* Assignment:
Wherever the word "around" appears in the entries, copy the whole line.

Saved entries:

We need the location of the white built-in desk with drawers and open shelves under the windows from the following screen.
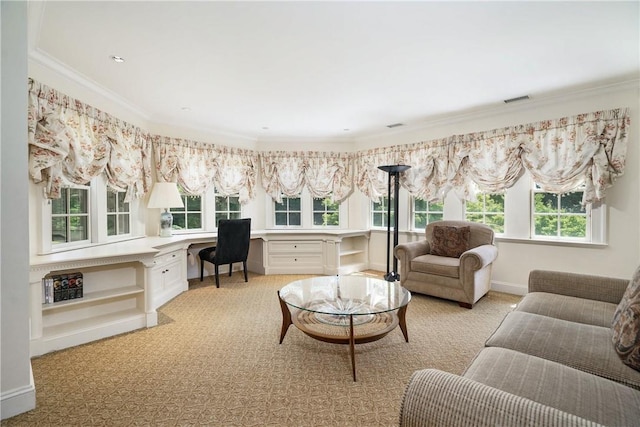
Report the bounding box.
[29,230,369,356]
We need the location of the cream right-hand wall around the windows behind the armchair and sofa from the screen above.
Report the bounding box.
[357,77,640,291]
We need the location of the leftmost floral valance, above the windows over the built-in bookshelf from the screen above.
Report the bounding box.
[28,79,151,201]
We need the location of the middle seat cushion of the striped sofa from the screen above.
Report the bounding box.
[486,311,640,389]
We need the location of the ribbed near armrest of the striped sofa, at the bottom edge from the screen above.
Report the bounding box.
[400,369,597,427]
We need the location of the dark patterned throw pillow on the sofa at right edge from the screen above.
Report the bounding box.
[612,267,640,370]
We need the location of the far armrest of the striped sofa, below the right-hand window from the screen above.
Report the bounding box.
[529,270,629,304]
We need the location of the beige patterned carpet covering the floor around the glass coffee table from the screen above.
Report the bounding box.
[2,272,520,426]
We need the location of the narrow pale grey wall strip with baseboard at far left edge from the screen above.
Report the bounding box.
[0,1,36,419]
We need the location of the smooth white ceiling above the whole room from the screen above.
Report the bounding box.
[29,1,640,141]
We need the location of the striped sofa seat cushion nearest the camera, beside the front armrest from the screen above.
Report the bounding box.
[463,347,640,426]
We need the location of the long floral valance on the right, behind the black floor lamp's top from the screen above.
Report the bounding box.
[356,109,630,203]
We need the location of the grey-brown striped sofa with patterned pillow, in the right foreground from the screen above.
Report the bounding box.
[400,268,640,427]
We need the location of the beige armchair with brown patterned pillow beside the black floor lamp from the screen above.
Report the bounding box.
[393,221,498,308]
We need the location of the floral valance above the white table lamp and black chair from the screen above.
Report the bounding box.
[153,136,257,204]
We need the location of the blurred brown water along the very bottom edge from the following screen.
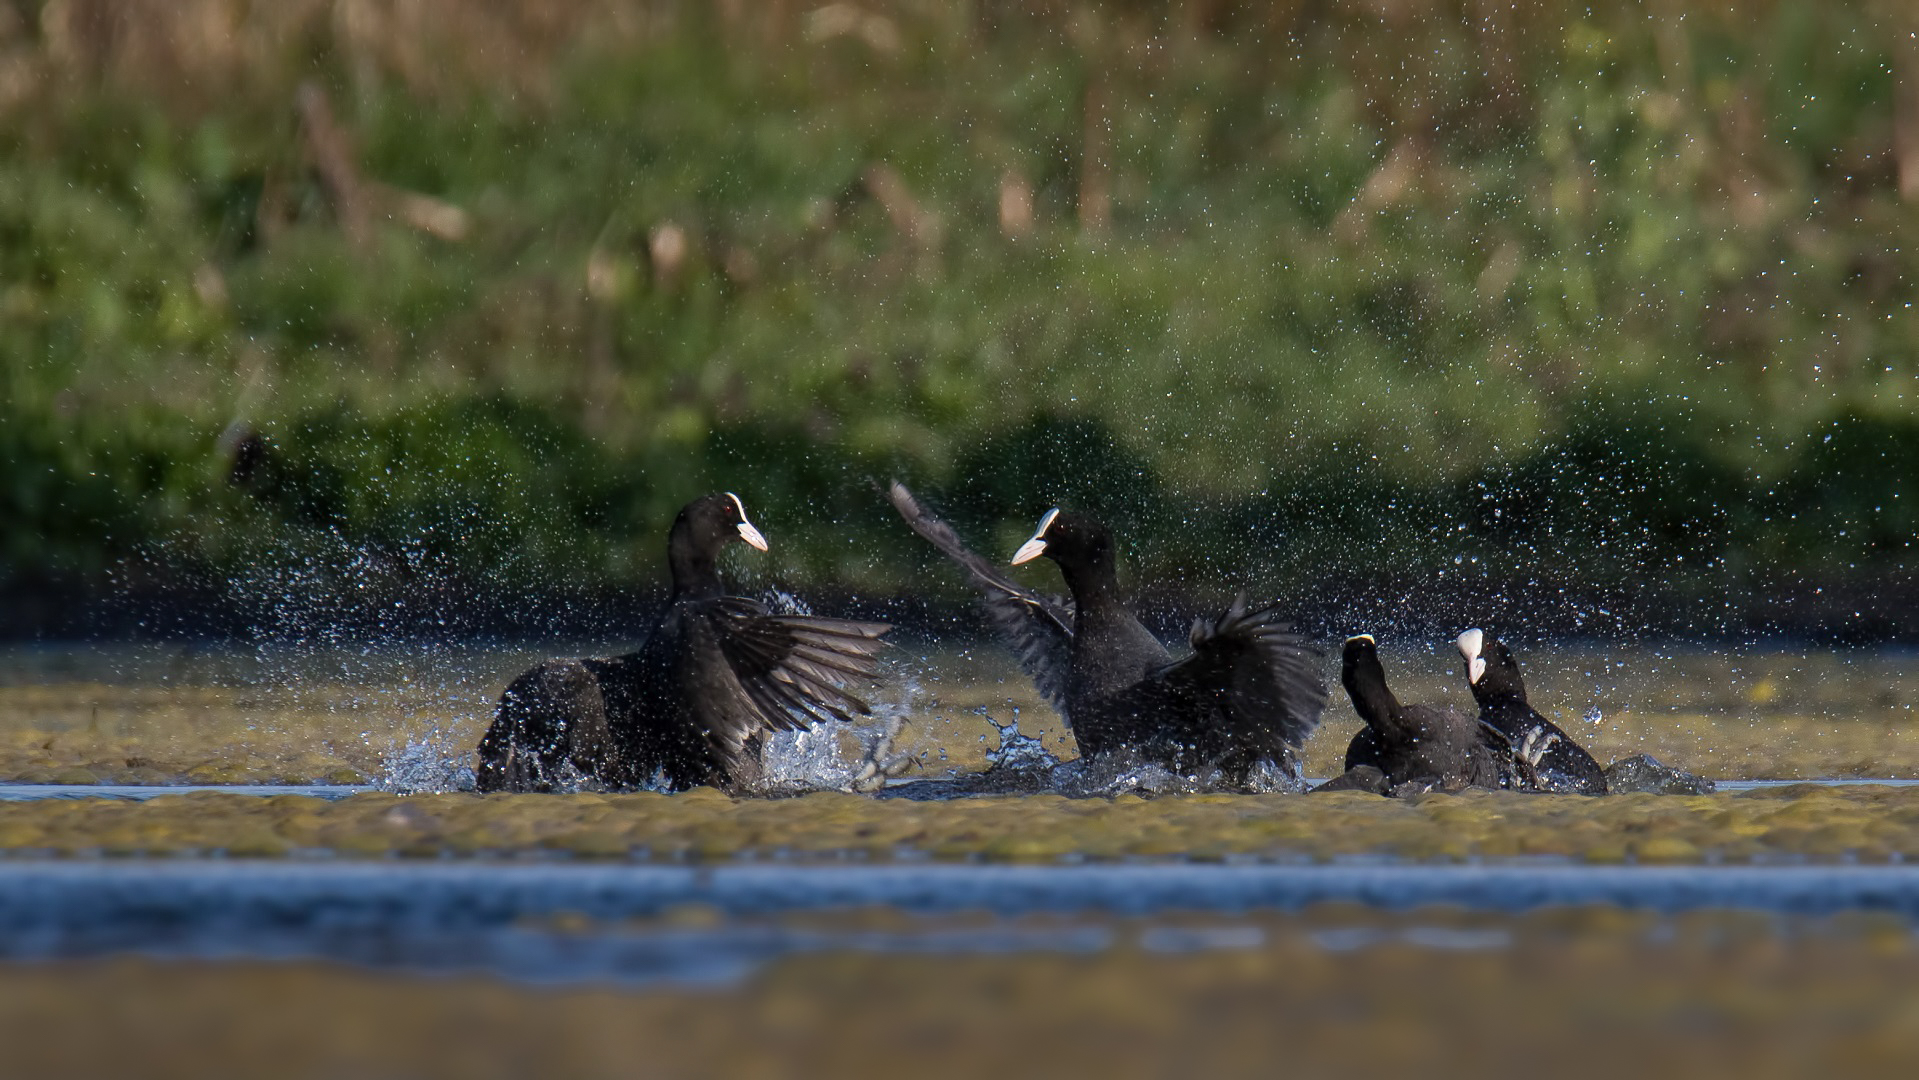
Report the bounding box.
[14,905,1919,1080]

* Reply to the task:
We need the location of the cream right-hand wall around the windows behind the armchair and sofa from the screen above.
We need the location of the beige patterned carpet covering the floor around the glass coffee table from the screen above.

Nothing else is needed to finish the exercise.